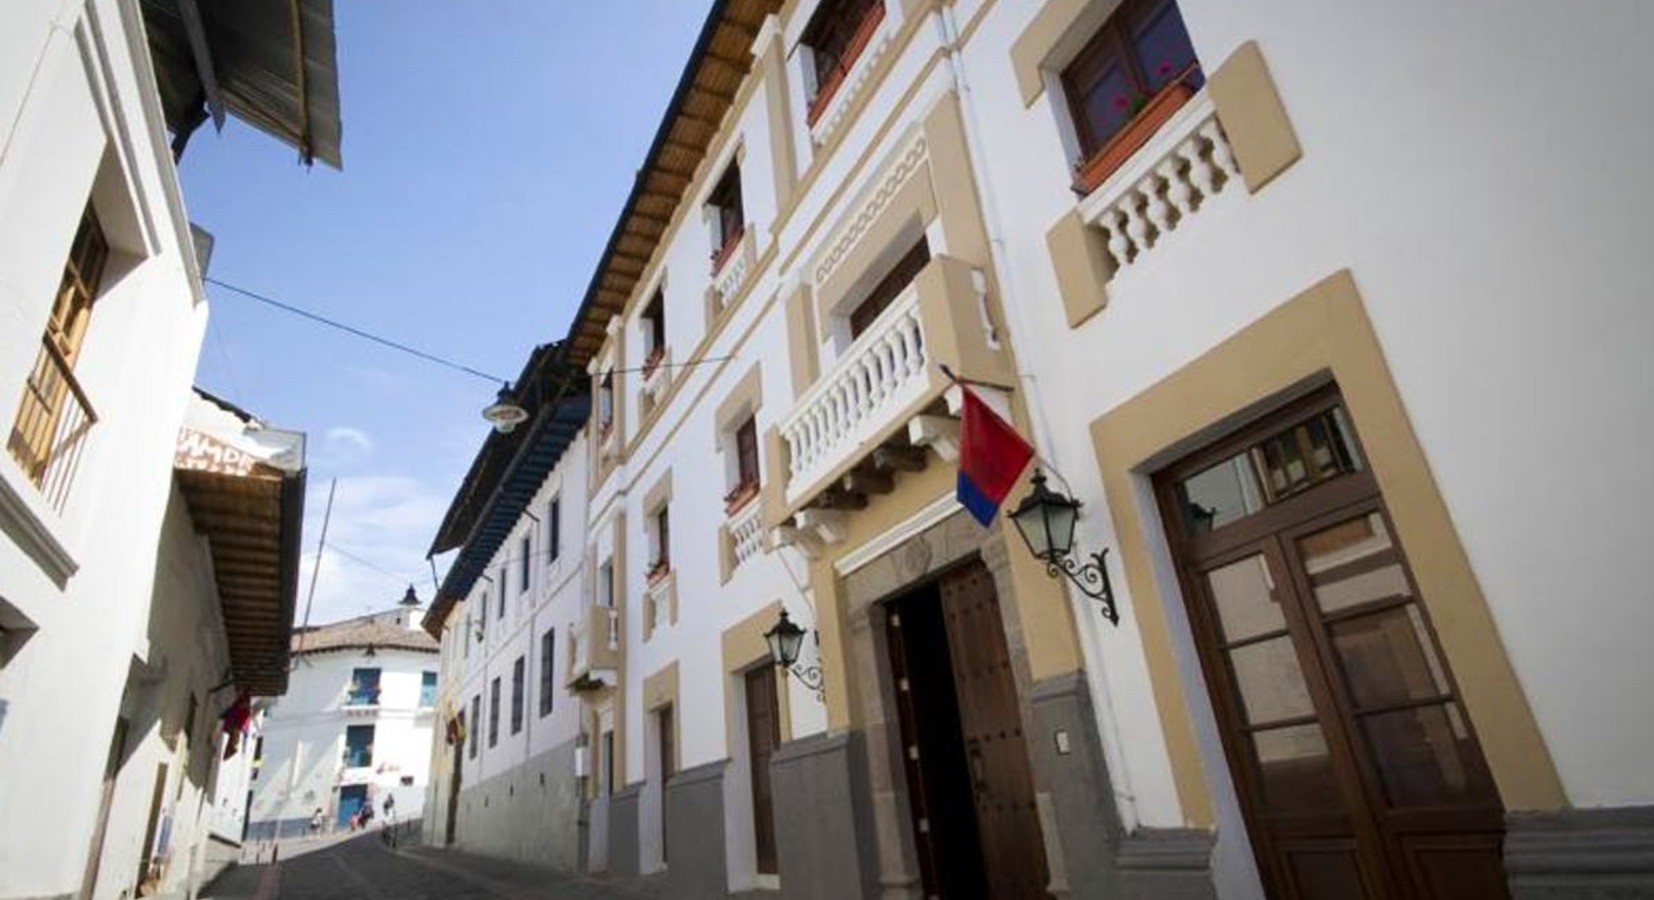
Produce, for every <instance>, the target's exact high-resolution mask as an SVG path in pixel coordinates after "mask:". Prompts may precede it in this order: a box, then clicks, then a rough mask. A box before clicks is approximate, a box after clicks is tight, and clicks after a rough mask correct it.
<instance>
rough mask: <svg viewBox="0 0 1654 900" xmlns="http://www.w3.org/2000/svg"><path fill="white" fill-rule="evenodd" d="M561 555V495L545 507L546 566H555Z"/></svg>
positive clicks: (561, 525)
mask: <svg viewBox="0 0 1654 900" xmlns="http://www.w3.org/2000/svg"><path fill="white" fill-rule="evenodd" d="M559 554H562V495H557V496H554V498H551V503H547V505H546V564H547V566H551V564H556V563H557V556H559Z"/></svg>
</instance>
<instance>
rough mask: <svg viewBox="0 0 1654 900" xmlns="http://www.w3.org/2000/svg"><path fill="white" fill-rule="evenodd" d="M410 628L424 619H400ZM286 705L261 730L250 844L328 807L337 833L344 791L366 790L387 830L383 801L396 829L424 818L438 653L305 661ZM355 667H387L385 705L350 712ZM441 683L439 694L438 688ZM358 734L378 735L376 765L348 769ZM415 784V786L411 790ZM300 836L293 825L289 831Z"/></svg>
mask: <svg viewBox="0 0 1654 900" xmlns="http://www.w3.org/2000/svg"><path fill="white" fill-rule="evenodd" d="M377 615H379V617H402V619H404V622H407V627H410V629H414V627H417V622H418V610H414V612H412V614H409V610H394V612H385V614H377ZM296 658H298V660H299V662H298V663H296V667H294V668H293V675H291V682H289V687H288V693H286V697H281V698H278V700H276V701H273V703H271V705H270V708H268V713H266V715H265V723H263V735H265V763H263V766H261V768H260V774H258V779H256V781H255V783H253V809H251V814H250V822H251V826H250V832H248V837H250V839H251V837H258V839H265V837H266V835H268V834H271V832H273V831H275V827H276V822H304V824H308V822H309V819H311V814H313V812H314V811H316V809H318V807H321V809H323V816H324V821H326V827H329V829H331V827H334V826H336V821H337V816H336V811H337V788H339V786H341V784H367V786H369V791H367V792H369V797H370V799H372V802H374V816H375V819H374V821H375V824H377V822H382V821H384V816H382V811H384V801H385V796H395V801H397V802H395V814H397V821H407V819H414V817H417V816H420V812H422V809H423V806H425V784H427V781H428V778H430V741H432V728H433V726H435V723H437V710H435V706H420V703H418V700H420V680H422V675H423V673H425V672H437V670H438V658H437V653H435V652H417V650H397V649H387V647H379V649H377V650H375V652H374V655H372V657H369V655H366V647H354V649H341V650H318V652H303V653H298V655H296ZM356 668H379V670H380V677H379V690H380V695H379V705H377V706H351V705H349V703H346V697H347V693H349V685H351V677H352V672H354V670H356ZM440 683H442V682H440V677H438V688H440ZM351 725H372V726H374V754H372V764H370V766H362V768H346V766H344V736H346V728H347V726H351ZM404 778H412V779H414V783H412V784H404V783H402V779H404ZM284 827H288V829H291V827H294V826H291V824H288V826H284Z"/></svg>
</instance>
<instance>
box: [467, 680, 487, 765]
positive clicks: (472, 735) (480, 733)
mask: <svg viewBox="0 0 1654 900" xmlns="http://www.w3.org/2000/svg"><path fill="white" fill-rule="evenodd" d="M481 725H483V695H481V693H473V695H471V726H470V728H468V730H466V731H465V743H466V748H465V756H466V758H470V759H476V744H478V743H481V740H480V735H481V731H483V730H481Z"/></svg>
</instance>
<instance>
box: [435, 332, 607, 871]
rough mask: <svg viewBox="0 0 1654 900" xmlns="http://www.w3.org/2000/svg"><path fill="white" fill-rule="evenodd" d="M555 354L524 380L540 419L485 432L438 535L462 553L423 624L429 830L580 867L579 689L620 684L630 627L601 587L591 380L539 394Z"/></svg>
mask: <svg viewBox="0 0 1654 900" xmlns="http://www.w3.org/2000/svg"><path fill="white" fill-rule="evenodd" d="M551 357H552V347H541V349H539V351H536V352H534V357H533V359H531V361H529V366H528V369H526V371H524V376H523V379H519V382H518V394H519V395H521V397H524V402H526V404H528V405H529V407H531V410H533V417H531V420H529V422H526V424H523V425H519V427H518V428H516V430H514V432H513V433H495V435H490V440H488V442H486V443H485V447H483V450H481V452H480V453H478V462H476V463H475V465H473V468H471V473H470V475H468V478H466V483H465V486H463V488H461V490H460V495H458V496H457V498H455V505H453V506H452V508H450V511H448V518H447V519H445V523H443V528H442V533H440V534H438V538H437V543H435V544H433V553H440V551H443V549H450V548H452V546H460V548H461V549H460V554H458V556H457V558H455V563H453V564H452V566H450V572H448V576H447V579H445V581H443V586H442V591H440V592H438V597H437V602H435V604H433V606H432V610H430V614H428V615H427V619H425V627H427V629H428V630H430V632H432V634H435V635H440V640H442V665H443V693H442V708H443V715H445V718H447V723H445V728H443V730H442V731H440V733H438V735H437V738H435V746H433V759H435V763H433V778H432V788H430V794H428V796H430V802H428V804H427V809H428V814H427V816H425V835H427V840H428V842H432V844H437V845H453V847H458V849H463V850H466V852H476V854H488V855H498V857H504V859H514V860H521V862H534V864H541V865H551V867H556V869H562V870H576V869H579V865H581V862H579V860H581V850H582V840H584V834H582V831H581V829H579V826H577V822H579V819H581V814H582V801H584V791H586V784H587V776H589V773H590V769H589V768H587V761H586V756H584V753H586V746H587V744H589V741H590V736H589V735H590V726H589V723H587V718H589V710H586V706H584V705H582V703H581V695H579V693H577V690H576V687H577V685H581V683H584V682H582V678H584V677H592V675H597V677H600V673H602V672H607V673H609V675H607V677H609V678H610V682H609V683H614V672H615V665H614V663H605V660H609V658H612V657H614V655H615V653H617V652H619V634H617V632H612V622H615V620H617V619H615V617H614V612H612V606H610V604H604V602H599V601H597V596H595V592H594V589H592V587H590V586H592V577H594V572H592V567H590V564H589V554H587V538H586V534H587V531H586V523H587V496H586V491H587V442H586V438H584V435H582V433H581V430H582V427H584V424H586V412H587V409H589V399H587V395H586V392H584V387H582V389H579V390H572V392H569V389H567V387H561V389H549V390H546V392H544V394H543V392H541V390H543V387H549V385H551V384H554V382H557V384H561V382H564V381H566V379H562V377H556V376H551V369H546V367H543V366H546V364H549V361H551ZM576 381H577V379H576ZM508 460H509V463H508V465H504V463H506V462H508ZM496 463H501V465H500V467H498V468H496ZM457 597H458V599H457ZM612 634H614V637H610V635H612Z"/></svg>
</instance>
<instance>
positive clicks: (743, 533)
mask: <svg viewBox="0 0 1654 900" xmlns="http://www.w3.org/2000/svg"><path fill="white" fill-rule="evenodd" d="M729 541H731V544H733V548H734V564H736V566H741V564H743V563H746V561H748V559H753V558H754V556H758V554H761V553H764V523H762V519H761V518H759V503H748V505H746V506H744V508H743V510H741V511H738V513H736V515H734V518H731V519H729Z"/></svg>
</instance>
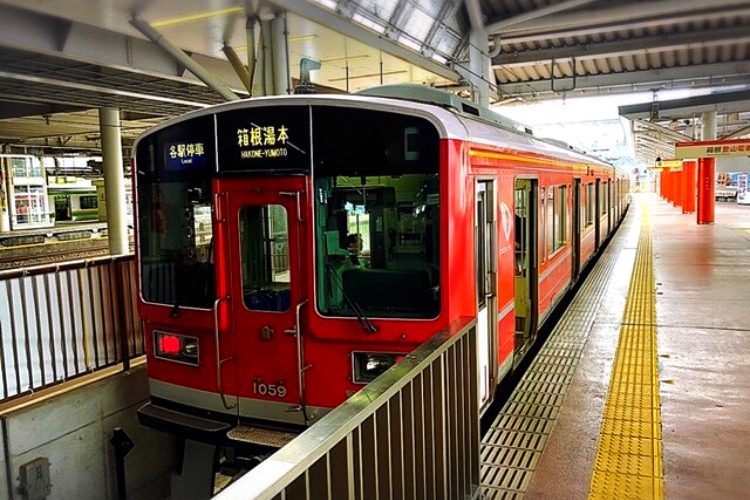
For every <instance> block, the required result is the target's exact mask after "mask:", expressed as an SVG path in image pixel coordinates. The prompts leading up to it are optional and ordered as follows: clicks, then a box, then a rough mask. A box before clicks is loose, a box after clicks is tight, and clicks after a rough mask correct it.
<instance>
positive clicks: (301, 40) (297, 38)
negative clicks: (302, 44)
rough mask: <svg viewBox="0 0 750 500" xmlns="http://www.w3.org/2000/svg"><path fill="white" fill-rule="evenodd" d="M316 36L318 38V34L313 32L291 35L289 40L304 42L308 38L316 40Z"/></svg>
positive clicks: (308, 39)
mask: <svg viewBox="0 0 750 500" xmlns="http://www.w3.org/2000/svg"><path fill="white" fill-rule="evenodd" d="M316 38H318V35H316V34H314V33H311V34H309V35H299V36H290V37H289V41H290V42H304V41H306V40H315V39H316Z"/></svg>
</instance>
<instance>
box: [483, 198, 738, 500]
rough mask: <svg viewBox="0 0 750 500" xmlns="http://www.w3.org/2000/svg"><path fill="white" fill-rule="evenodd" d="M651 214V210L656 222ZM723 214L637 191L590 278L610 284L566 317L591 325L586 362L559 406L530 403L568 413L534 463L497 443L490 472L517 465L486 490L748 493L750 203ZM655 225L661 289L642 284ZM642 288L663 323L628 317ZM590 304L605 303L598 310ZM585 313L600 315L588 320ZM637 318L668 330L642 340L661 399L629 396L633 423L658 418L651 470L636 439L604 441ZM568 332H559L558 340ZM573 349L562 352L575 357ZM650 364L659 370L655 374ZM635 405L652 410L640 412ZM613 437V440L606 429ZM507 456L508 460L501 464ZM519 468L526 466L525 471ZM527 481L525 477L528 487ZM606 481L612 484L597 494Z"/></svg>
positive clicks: (718, 493)
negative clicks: (638, 266)
mask: <svg viewBox="0 0 750 500" xmlns="http://www.w3.org/2000/svg"><path fill="white" fill-rule="evenodd" d="M644 211H647V212H648V223H647V224H648V227H647V228H645V229H644V227H643V220H644V219H643V212H644ZM716 221H717V222H716V224H714V225H706V226H698V225H697V224H696V223H695V215H683V214H682V213H681V212H680V209H679V208H675V207H673V206H671V204H668V203H667V202H665V201H663V200H660V199H659V198H657V197H656V196H654V195H636V196H634V200H633V205H632V206H631V210H630V213H629V214H628V216H627V219H626V221H625V223H624V224H623V226H622V227H621V228H620V230H619V232H618V233H617V235H616V236H615V237H614V239H613V240H612V242H611V243H610V245H609V247H608V248H607V249H606V251H605V253H604V254H603V255H602V258H601V260H600V262H599V263H598V264H597V269H595V270H594V271H593V272H592V274H591V276H590V277H589V279H588V281H591V280H594V281H596V282H598V283H599V285H597V286H598V287H599V288H598V290H594V289H591V286H594V285H591V286H589V291H588V295H589V296H588V298H586V299H585V300H584V301H583V302H580V301H579V302H580V305H579V306H578V309H580V311H576V309H577V306H576V305H575V302H574V303H573V304H572V305H571V308H569V309H570V310H569V311H568V312H567V313H566V315H568V314H571V315H577V316H576V318H578V319H575V318H573V319H568V323H569V325H577V327H578V328H579V330H583V331H581V332H580V333H579V334H578V337H579V342H580V341H581V339H583V340H582V347H581V353H580V356H578V358H579V359H577V360H576V365H577V366H576V367H575V369H574V371H573V373H572V374H571V375H570V377H569V382H568V383H567V384H565V387H564V390H563V391H562V392H563V396H562V398H561V399H562V402H561V403H560V404H559V405H557V407H556V409H555V410H554V411H553V412H550V411H549V410H548V409H547V408H546V407H543V406H539V407H537V408H530V407H529V409H528V410H527V411H525V413H527V414H529V415H531V416H532V417H533V418H538V417H539V416H540V415H542V416H545V415H551V414H554V415H553V416H554V419H553V422H551V423H549V422H547V423H545V426H544V427H536V428H535V429H531V430H532V431H533V432H538V433H539V439H538V440H537V441H535V442H534V443H535V449H534V457H533V458H529V459H528V460H526V462H523V460H521V462H518V461H516V462H515V463H510V462H506V463H503V460H507V456H506V455H512V454H513V453H517V450H516V448H513V449H512V450H511V451H512V453H504V454H502V453H494V455H493V454H490V453H488V452H487V443H484V447H483V457H485V458H486V460H485V461H484V466H485V470H484V471H483V479H486V478H487V477H489V474H488V471H491V472H493V473H494V474H492V477H493V478H497V477H501V476H503V474H504V476H503V477H505V476H507V477H508V478H510V479H511V480H509V481H507V482H506V483H505V484H503V485H501V486H498V485H497V484H495V485H494V486H490V485H488V484H487V482H486V481H483V486H484V488H483V490H482V494H483V496H484V497H485V498H520V497H522V496H525V497H527V498H588V497H592V498H594V497H596V498H602V497H608V496H609V497H610V498H611V497H613V495H614V496H616V497H618V498H620V497H630V498H652V497H659V496H661V495H662V494H663V495H665V496H666V497H667V498H745V497H746V496H747V494H748V491H750V461H749V460H748V457H750V455H748V450H749V449H750V321H748V319H749V318H750V315H749V314H748V312H750V308H749V307H748V301H750V207H741V206H737V205H735V204H719V203H717V206H716ZM643 230H649V231H650V242H649V247H648V254H649V255H650V258H651V260H652V264H649V265H650V266H651V269H652V272H653V275H652V277H651V278H650V279H651V281H650V283H652V285H650V286H648V288H649V289H648V290H646V289H645V288H644V285H643V284H644V283H645V282H646V281H644V280H645V278H638V279H636V277H635V275H634V273H633V271H634V267H637V266H636V257H637V255H638V254H639V252H640V253H641V254H643V252H644V250H643V241H642V238H643V234H642V231H643ZM639 243H640V245H641V246H640V247H639ZM636 274H638V273H636ZM597 280H598V281H597ZM602 280H605V282H604V283H602ZM638 283H640V285H638ZM587 285H588V282H587ZM587 285H584V287H582V288H581V290H580V291H579V294H578V295H579V296H580V295H581V294H584V295H585V294H586V293H587V288H586V287H587ZM633 286H640V287H641V288H642V290H640V291H638V293H637V294H636V295H637V296H638V297H639V298H640V302H641V303H642V304H647V303H648V301H649V300H651V301H653V302H655V307H656V309H655V311H656V324H655V328H653V325H652V323H653V320H648V319H647V317H646V316H635V317H637V318H643V319H638V320H636V321H634V320H633V319H632V318H633V317H634V316H632V314H634V313H633V310H632V306H631V317H630V319H628V317H627V315H626V299H627V298H628V296H629V294H630V296H631V297H632V295H633ZM597 292H600V293H601V297H600V298H599V300H596V298H595V297H594V296H593V295H595V294H596V293H597ZM578 299H579V297H578V296H577V297H576V300H578ZM586 307H589V308H591V309H590V310H588V311H586V310H585V308H586ZM639 307H641V306H639ZM643 307H646V306H643ZM643 307H642V308H643ZM638 310H639V311H640V309H638ZM639 314H640V313H639ZM582 315H583V316H585V317H586V318H588V319H585V320H582V319H581V317H583V316H582ZM564 320H565V318H563V320H561V324H562V323H563V321H564ZM576 322H577V323H576ZM633 323H636V324H639V325H640V326H641V327H643V328H645V329H647V330H649V331H653V334H654V335H655V338H656V341H655V342H654V344H653V348H650V351H649V350H648V349H643V348H641V349H640V351H639V353H640V354H638V356H640V357H641V358H645V357H648V356H643V353H644V352H646V351H648V352H650V353H651V354H650V355H651V356H652V357H653V359H654V362H653V363H652V365H653V366H652V367H651V368H649V369H647V366H648V363H645V362H644V361H642V360H640V359H639V360H638V361H637V363H636V364H637V366H638V370H637V372H638V373H639V374H641V375H643V374H646V375H648V373H649V370H650V371H652V372H653V378H654V385H653V387H656V388H657V390H656V391H655V393H656V398H657V399H656V404H654V399H648V398H646V399H644V402H643V403H642V405H641V406H642V408H634V406H638V405H635V404H634V403H633V400H632V398H631V399H629V400H628V401H627V403H626V405H628V407H627V408H626V413H628V414H629V416H630V417H631V418H635V420H636V421H643V423H644V427H648V425H653V429H654V431H653V432H651V434H653V435H654V437H655V438H656V439H654V440H653V442H651V441H644V446H645V444H649V443H651V444H653V446H654V448H653V452H652V453H648V454H645V455H654V456H643V457H640V458H642V459H643V458H645V459H651V464H652V465H651V469H650V470H646V469H648V467H646V466H644V463H648V460H646V461H645V462H643V461H640V462H639V460H637V459H638V458H639V457H638V456H637V455H638V454H639V452H638V451H633V450H632V448H631V449H630V450H628V449H627V443H626V445H623V444H622V443H620V444H619V446H620V448H623V447H624V448H625V450H624V451H623V452H622V455H617V451H616V450H614V451H611V450H610V451H608V450H606V449H605V450H604V452H603V451H602V449H601V448H602V442H604V443H605V444H606V443H608V442H610V441H611V440H610V439H609V438H611V437H612V436H611V428H610V430H609V431H607V430H606V427H607V426H606V425H605V426H604V430H603V427H602V422H603V417H605V416H606V415H607V414H608V413H609V414H610V416H611V414H612V412H613V411H612V405H613V404H614V403H613V399H612V398H611V397H610V396H611V394H610V393H611V392H613V391H612V387H613V383H614V382H613V381H617V382H621V381H622V379H623V376H622V370H625V371H626V372H627V368H623V363H622V362H621V361H617V362H615V360H616V359H617V360H620V359H621V358H622V356H623V353H621V352H617V355H616V349H617V346H618V340H619V339H620V336H621V335H622V333H623V331H624V330H626V329H627V328H629V325H631V324H633ZM559 327H560V325H558V328H559ZM569 328H570V329H571V331H572V330H575V327H572V328H571V327H569ZM554 336H555V333H554V332H553V334H552V335H551V337H550V340H554ZM546 348H547V347H546V346H545V349H546ZM621 350H622V348H621ZM558 352H559V349H558ZM570 352H571V351H568V353H562V356H563V357H567V358H570ZM625 355H627V353H625ZM613 366H614V367H615V373H614V374H613ZM641 366H643V367H645V368H644V369H643V370H641V369H640V368H641ZM618 370H619V372H618ZM537 371H538V370H537ZM632 372H633V370H632V369H631V373H632ZM626 378H627V377H626ZM631 378H632V377H631ZM644 378H648V377H646V376H645V375H644ZM522 384H523V382H522ZM545 390H546V389H545ZM627 391H631V392H632V389H628V390H627ZM627 391H626V392H627ZM615 392H616V391H615ZM647 392H648V391H647ZM523 396H524V397H525V398H526V399H525V400H521V403H524V401H525V403H534V402H538V401H540V400H539V398H538V397H536V396H535V395H533V394H526V395H523ZM659 398H660V404H659ZM620 399H622V398H620ZM510 404H514V403H512V402H509V405H510ZM515 404H516V407H515V409H513V408H504V409H503V412H505V413H506V414H507V413H508V412H511V413H512V412H518V411H517V408H518V401H516V403H515ZM542 404H546V403H545V402H542ZM650 406H657V408H658V410H660V412H651V411H650V409H649V408H650ZM633 409H635V410H641V412H640V413H638V412H636V416H635V417H633V411H631V410H633ZM522 413H523V412H522ZM615 413H617V412H615ZM652 413H653V414H652ZM644 415H645V416H644ZM501 417H502V412H501ZM618 418H619V417H618ZM649 419H650V420H649ZM507 420H508V419H507V418H506V421H507ZM647 420H649V421H648V422H646V421H647ZM497 424H498V426H497V427H498V429H502V432H503V433H504V434H507V433H512V432H513V430H512V429H509V428H508V426H507V422H504V424H505V428H504V429H503V426H502V425H501V422H500V421H498V422H497ZM514 424H516V423H515V421H514ZM646 424H647V425H646ZM516 425H517V424H516ZM607 432H610V435H609V436H607V437H605V438H603V437H602V436H605V435H606V434H607ZM623 434H628V433H627V432H625V433H623ZM641 441H643V440H641ZM499 442H502V438H501V439H500V441H499ZM630 442H631V443H632V442H633V439H631V440H630ZM511 444H512V445H513V446H515V444H513V443H511ZM604 447H605V448H606V446H604ZM615 448H616V447H615ZM643 450H652V448H648V447H643V448H641V451H640V453H641V454H644V453H643ZM493 451H496V450H493ZM602 453H604V455H603V454H602ZM608 453H609V454H608ZM628 453H630V455H631V456H628V455H627V454H628ZM491 455H492V456H491ZM657 455H661V456H657ZM623 456H624V457H625V459H623ZM493 458H494V459H495V460H496V462H497V463H495V464H491V463H490V462H491V460H492V459H493ZM519 463H520V464H521V466H520V467H519ZM515 468H519V470H521V469H523V470H521V472H522V473H519V472H518V470H515ZM628 469H630V470H628ZM594 471H596V472H594ZM611 472H616V473H617V474H614V475H615V476H616V475H621V474H619V473H623V475H625V476H627V475H630V476H631V477H630V479H633V478H635V479H636V481H630V482H629V483H627V484H625V483H623V484H620V485H619V486H618V485H615V486H614V488H615V489H612V488H613V486H612V484H609V483H607V484H605V486H606V487H604V488H601V485H602V481H605V483H606V481H609V480H610V479H611V478H606V477H604V476H603V475H602V474H603V473H611ZM605 475H606V474H605ZM592 476H593V480H592ZM514 478H522V480H517V481H516V482H515V483H514V482H513V481H512V479H514ZM603 478H604V479H603ZM597 482H598V486H600V487H598V488H593V489H592V485H595V484H597ZM644 485H646V486H648V488H651V489H648V488H647V487H645V486H644ZM617 487H619V488H625V489H620V490H617V489H616V488H617ZM661 487H663V490H661V489H660V488H661ZM627 488H630V489H627ZM633 488H635V489H633ZM639 488H642V489H639ZM602 492H605V494H604V495H602ZM607 492H608V493H607ZM613 492H619V493H613Z"/></svg>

---

- **Problem requirements**:
In the entries above, the lines from the one bearing "36L318 38V34L313 32L291" up to and including the one bearing "box: [483, 198, 738, 500]" should be transcribed exactly; no other line is wanted.

- **Response box**:
rough mask: <svg viewBox="0 0 750 500" xmlns="http://www.w3.org/2000/svg"><path fill="white" fill-rule="evenodd" d="M316 36L318 38V34L313 32L291 35L289 40L304 42L308 38L316 40Z"/></svg>
positive clicks: (308, 39)
mask: <svg viewBox="0 0 750 500" xmlns="http://www.w3.org/2000/svg"><path fill="white" fill-rule="evenodd" d="M316 38H318V35H316V34H314V33H311V34H309V35H299V36H290V37H289V41H290V42H304V41H306V40H315V39H316Z"/></svg>
</instance>
<instance>
box: [483, 198, 738, 500]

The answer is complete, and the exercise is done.